◆ STATED EXERCISE
Reproduce the rows from the beginning through the line containing "M320 86L322 87L324", inclusive, substituting "dirt path" for every occurrence of "gravel path" and leaving everything else unchanged.
● ● ● ● ● ● ●
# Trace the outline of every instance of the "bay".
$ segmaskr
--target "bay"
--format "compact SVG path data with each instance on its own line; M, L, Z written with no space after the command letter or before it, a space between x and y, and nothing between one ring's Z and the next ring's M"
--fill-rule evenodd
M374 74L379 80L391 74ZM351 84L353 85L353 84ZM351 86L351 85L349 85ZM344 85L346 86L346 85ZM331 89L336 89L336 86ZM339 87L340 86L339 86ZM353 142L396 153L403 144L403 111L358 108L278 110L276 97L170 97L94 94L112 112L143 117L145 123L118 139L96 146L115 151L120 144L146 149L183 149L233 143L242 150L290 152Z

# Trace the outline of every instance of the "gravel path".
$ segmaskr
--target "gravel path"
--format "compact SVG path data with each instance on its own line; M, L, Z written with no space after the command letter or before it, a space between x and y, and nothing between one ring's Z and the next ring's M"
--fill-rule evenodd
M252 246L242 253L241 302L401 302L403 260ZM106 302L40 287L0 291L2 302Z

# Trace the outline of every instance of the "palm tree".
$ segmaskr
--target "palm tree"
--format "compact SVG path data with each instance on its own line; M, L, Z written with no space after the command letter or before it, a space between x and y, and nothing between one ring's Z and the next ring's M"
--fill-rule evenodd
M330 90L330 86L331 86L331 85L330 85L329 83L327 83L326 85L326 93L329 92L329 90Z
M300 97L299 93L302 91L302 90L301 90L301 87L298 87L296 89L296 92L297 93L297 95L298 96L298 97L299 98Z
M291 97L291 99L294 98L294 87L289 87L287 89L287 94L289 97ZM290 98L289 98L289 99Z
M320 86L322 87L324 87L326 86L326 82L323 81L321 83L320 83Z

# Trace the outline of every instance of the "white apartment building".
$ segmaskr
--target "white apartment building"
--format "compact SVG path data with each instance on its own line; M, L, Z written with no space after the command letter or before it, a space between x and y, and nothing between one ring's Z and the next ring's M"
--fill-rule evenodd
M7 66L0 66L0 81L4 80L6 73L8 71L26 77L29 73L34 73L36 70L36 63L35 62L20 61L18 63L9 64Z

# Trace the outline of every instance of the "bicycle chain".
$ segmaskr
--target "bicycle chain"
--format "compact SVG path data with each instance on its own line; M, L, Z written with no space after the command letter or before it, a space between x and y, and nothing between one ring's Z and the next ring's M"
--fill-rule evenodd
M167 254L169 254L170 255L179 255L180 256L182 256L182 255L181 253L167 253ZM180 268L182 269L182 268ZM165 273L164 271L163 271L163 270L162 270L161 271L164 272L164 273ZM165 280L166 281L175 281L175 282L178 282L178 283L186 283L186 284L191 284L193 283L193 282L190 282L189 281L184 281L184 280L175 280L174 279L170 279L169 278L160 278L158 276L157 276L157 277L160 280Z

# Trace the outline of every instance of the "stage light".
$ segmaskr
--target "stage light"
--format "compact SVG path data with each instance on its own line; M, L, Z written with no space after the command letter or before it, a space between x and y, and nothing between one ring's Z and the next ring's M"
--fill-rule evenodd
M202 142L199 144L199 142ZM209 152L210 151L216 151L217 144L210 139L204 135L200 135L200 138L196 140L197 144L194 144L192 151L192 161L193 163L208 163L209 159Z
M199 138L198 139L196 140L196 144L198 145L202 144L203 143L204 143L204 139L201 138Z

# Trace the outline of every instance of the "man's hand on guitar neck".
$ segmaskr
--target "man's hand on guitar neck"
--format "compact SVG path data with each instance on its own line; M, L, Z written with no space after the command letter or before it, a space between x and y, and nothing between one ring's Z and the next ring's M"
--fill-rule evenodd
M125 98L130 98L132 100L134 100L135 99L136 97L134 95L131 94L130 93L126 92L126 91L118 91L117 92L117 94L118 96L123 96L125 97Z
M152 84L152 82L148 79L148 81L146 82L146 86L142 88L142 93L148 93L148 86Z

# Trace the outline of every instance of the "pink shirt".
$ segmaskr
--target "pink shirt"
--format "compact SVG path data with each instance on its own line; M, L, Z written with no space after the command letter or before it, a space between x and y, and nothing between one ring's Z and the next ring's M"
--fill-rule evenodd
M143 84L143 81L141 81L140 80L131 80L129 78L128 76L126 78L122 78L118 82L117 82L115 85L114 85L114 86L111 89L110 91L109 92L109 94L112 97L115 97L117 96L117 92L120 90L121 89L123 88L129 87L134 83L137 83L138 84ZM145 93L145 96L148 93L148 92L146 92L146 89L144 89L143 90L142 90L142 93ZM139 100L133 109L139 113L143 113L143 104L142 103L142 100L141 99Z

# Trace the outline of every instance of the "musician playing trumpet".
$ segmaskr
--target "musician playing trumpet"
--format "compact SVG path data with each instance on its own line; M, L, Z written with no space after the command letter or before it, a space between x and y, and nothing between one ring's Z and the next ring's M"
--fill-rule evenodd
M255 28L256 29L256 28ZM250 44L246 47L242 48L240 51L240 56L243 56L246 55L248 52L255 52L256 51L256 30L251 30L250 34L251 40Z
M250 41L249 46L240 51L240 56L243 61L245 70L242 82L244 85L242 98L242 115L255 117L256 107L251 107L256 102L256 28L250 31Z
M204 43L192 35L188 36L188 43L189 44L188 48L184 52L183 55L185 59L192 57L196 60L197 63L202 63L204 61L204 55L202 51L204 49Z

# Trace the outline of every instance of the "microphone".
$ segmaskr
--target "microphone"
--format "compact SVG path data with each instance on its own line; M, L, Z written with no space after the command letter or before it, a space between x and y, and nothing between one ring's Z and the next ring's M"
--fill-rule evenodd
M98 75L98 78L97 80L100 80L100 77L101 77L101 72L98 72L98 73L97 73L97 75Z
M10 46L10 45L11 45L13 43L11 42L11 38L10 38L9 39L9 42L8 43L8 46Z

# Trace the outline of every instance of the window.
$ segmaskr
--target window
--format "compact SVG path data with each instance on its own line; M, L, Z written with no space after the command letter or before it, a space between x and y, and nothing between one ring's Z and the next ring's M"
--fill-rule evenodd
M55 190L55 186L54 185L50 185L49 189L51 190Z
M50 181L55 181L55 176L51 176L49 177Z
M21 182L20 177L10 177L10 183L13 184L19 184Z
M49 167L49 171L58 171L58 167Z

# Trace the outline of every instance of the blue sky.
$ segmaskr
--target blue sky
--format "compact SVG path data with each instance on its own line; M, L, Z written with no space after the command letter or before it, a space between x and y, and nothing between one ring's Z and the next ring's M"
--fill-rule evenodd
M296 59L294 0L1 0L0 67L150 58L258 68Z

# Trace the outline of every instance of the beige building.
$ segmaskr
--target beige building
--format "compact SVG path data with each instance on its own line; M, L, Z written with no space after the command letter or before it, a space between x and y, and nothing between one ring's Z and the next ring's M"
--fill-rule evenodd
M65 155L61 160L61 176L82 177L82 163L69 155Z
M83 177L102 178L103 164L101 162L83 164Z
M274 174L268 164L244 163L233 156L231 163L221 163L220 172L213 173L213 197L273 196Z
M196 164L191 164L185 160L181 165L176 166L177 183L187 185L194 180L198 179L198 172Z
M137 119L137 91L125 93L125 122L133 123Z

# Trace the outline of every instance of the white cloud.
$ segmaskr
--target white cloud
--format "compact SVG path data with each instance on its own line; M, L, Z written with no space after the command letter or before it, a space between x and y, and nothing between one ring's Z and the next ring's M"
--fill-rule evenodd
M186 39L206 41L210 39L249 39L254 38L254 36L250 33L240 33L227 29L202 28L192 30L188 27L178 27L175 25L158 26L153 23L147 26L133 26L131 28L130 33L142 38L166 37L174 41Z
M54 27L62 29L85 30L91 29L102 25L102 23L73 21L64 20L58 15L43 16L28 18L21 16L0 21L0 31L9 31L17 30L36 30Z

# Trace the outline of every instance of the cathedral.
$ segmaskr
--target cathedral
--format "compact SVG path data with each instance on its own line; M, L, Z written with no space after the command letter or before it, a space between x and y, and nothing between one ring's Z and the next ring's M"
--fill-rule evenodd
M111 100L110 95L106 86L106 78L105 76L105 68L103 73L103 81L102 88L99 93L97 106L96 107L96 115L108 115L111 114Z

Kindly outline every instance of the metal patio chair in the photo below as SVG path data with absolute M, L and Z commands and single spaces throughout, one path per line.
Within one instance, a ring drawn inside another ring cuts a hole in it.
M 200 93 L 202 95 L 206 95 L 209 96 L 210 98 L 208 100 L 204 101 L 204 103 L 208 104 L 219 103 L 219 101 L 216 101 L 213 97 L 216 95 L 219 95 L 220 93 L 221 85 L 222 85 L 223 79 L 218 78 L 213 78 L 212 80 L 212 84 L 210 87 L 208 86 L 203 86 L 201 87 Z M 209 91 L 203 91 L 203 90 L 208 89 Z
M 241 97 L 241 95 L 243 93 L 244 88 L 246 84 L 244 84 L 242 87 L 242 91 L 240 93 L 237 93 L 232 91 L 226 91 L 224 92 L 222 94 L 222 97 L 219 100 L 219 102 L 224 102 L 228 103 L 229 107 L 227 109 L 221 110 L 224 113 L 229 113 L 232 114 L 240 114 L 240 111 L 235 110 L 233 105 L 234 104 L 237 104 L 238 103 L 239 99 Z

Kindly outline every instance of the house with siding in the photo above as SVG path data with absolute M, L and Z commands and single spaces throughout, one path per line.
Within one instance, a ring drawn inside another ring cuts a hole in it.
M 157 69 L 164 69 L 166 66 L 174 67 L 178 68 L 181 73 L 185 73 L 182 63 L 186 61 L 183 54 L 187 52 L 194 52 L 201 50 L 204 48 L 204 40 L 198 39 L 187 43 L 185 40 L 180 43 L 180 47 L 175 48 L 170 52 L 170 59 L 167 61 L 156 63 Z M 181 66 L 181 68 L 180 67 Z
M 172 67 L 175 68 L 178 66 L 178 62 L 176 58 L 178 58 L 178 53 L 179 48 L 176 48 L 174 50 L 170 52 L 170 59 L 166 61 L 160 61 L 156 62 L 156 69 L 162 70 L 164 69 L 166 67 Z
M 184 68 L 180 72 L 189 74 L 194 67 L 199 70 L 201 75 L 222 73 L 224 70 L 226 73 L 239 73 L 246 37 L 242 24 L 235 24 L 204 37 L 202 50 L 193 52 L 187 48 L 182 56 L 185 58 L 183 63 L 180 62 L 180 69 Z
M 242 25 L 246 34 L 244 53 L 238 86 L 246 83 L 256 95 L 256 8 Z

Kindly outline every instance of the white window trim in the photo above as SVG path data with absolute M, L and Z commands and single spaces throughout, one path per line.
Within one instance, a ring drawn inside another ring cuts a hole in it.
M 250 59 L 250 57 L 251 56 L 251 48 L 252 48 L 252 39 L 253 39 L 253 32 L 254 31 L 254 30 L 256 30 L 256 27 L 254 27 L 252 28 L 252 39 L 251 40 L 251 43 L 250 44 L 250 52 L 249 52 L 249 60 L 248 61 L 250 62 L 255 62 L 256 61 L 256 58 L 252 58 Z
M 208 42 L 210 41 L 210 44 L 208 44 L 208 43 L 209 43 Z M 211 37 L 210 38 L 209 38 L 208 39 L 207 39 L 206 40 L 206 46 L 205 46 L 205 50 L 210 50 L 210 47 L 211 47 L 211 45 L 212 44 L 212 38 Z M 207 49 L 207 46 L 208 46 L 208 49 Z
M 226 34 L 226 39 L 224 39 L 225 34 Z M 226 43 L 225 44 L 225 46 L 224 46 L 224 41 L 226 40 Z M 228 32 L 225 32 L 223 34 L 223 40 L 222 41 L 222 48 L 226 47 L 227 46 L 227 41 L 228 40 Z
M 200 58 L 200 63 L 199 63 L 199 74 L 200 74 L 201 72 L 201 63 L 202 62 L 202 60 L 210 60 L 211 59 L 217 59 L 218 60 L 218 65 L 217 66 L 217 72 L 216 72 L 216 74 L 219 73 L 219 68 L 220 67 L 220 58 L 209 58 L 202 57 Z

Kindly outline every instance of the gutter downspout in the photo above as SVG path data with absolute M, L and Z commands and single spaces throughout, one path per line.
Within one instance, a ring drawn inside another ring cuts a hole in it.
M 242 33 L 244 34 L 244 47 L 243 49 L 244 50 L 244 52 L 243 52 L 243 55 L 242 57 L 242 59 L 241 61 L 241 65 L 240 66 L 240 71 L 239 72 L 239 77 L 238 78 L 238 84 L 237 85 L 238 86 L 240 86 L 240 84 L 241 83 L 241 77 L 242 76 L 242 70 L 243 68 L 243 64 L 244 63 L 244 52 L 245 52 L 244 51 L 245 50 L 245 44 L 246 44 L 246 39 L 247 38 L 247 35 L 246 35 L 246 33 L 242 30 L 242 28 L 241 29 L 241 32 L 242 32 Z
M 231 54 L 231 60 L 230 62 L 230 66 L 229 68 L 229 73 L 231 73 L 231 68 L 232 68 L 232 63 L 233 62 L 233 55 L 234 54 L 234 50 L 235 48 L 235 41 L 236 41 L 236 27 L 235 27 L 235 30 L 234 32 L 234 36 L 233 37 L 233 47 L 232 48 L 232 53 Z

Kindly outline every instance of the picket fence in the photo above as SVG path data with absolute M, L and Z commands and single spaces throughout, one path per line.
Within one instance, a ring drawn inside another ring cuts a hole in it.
● ● ● ● ● ● ●
◆ EXERCISE RESPONSE
# Trace the outline of every instance of the "bay".
$ segmaskr
--target "bay"
--format "compact SVG path data with each instance on its own line; M, L, Z written with no space after the command letter or before it, a space between x and y, and nothing between one ring's Z and the next ring's M"
--fill-rule evenodd
M374 74L379 80L391 74ZM351 84L353 85L353 84ZM351 86L351 85L349 85ZM344 85L346 86L346 85ZM331 89L336 89L336 86ZM339 87L340 86L339 86ZM353 142L396 153L403 144L403 111L358 108L278 110L276 97L170 97L94 94L112 112L143 117L145 123L118 139L96 146L115 151L120 144L146 149L183 149L233 143L242 150L290 152Z

# Trace the outline of every instance of the "dirt path".
$ segmaskr
--target "dirt path"
--format "compact SVG path data with each instance on its own line; M, L, Z written with no space after the command letter or before it, a space between x and y, and nothing between one ring's Z and the next ring's M"
--fill-rule evenodd
M252 246L242 253L241 302L401 302L403 260ZM106 302L40 287L0 291L2 302Z

# Trace the outline of every instance of the "palm tree".
$ segmaskr
--target "palm tree"
--format "compact SVG path data with each instance on its own line; M, L, Z written with no space after the command letter or before it, a space between x and y, and nothing between one ring's Z and the next ring's M"
--fill-rule evenodd
M330 90L330 86L331 86L331 85L330 85L329 83L327 83L326 85L326 93L329 92L329 90Z
M300 97L299 93L302 91L302 90L301 90L301 87L298 87L296 89L296 92L297 93L297 95L298 96L298 97L299 98Z
M291 97L291 99L294 98L294 87L289 87L287 89L287 94L289 97ZM290 98L289 98L289 99Z
M320 86L322 87L324 87L326 86L326 82L323 81L321 83L320 83Z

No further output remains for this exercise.